## REQUIRED WORK
From the data below, keep only the lines that contain the string "outline", treating uppercase and lowercase as different.

ENTRIES PROVIDED start

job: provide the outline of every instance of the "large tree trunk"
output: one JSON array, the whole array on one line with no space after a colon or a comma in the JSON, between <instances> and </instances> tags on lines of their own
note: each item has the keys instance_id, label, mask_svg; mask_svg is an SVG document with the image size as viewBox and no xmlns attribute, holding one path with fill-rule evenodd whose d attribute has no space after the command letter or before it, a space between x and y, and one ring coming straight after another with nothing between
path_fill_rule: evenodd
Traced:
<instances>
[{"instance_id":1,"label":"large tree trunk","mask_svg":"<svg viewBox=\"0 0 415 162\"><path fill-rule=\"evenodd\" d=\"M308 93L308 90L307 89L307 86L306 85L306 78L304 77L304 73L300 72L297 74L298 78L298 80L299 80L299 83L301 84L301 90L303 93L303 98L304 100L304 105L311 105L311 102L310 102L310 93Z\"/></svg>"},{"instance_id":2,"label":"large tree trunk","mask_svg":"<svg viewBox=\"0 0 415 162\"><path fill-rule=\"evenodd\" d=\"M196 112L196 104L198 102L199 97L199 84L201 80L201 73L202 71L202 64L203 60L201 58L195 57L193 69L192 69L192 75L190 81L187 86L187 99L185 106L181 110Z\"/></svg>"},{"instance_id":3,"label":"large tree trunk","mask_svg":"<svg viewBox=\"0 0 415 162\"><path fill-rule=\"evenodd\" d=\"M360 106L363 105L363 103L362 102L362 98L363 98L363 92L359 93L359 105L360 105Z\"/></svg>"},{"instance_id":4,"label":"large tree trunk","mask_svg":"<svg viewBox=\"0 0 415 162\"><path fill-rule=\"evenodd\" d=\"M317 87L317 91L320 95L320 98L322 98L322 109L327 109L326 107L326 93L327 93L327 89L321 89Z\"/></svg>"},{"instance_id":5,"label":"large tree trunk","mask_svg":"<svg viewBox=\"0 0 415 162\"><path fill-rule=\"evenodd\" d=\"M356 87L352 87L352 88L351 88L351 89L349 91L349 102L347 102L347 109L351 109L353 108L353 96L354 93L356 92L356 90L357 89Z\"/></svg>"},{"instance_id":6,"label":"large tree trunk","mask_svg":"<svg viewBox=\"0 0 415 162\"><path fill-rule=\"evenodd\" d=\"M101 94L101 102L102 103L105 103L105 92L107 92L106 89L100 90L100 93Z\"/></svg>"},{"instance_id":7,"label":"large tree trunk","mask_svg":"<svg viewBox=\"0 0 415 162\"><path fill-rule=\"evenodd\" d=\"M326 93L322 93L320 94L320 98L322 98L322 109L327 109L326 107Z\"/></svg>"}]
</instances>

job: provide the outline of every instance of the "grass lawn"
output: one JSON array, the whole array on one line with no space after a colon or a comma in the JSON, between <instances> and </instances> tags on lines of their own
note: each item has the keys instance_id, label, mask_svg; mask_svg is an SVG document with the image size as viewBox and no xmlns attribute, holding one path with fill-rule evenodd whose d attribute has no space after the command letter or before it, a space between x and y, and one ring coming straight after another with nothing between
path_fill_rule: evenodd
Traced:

ENTRIES PROVIDED end

## RESULT
job: provide the outline of every instance of the "large tree trunk"
job: provide the outline of every instance of the "grass lawn"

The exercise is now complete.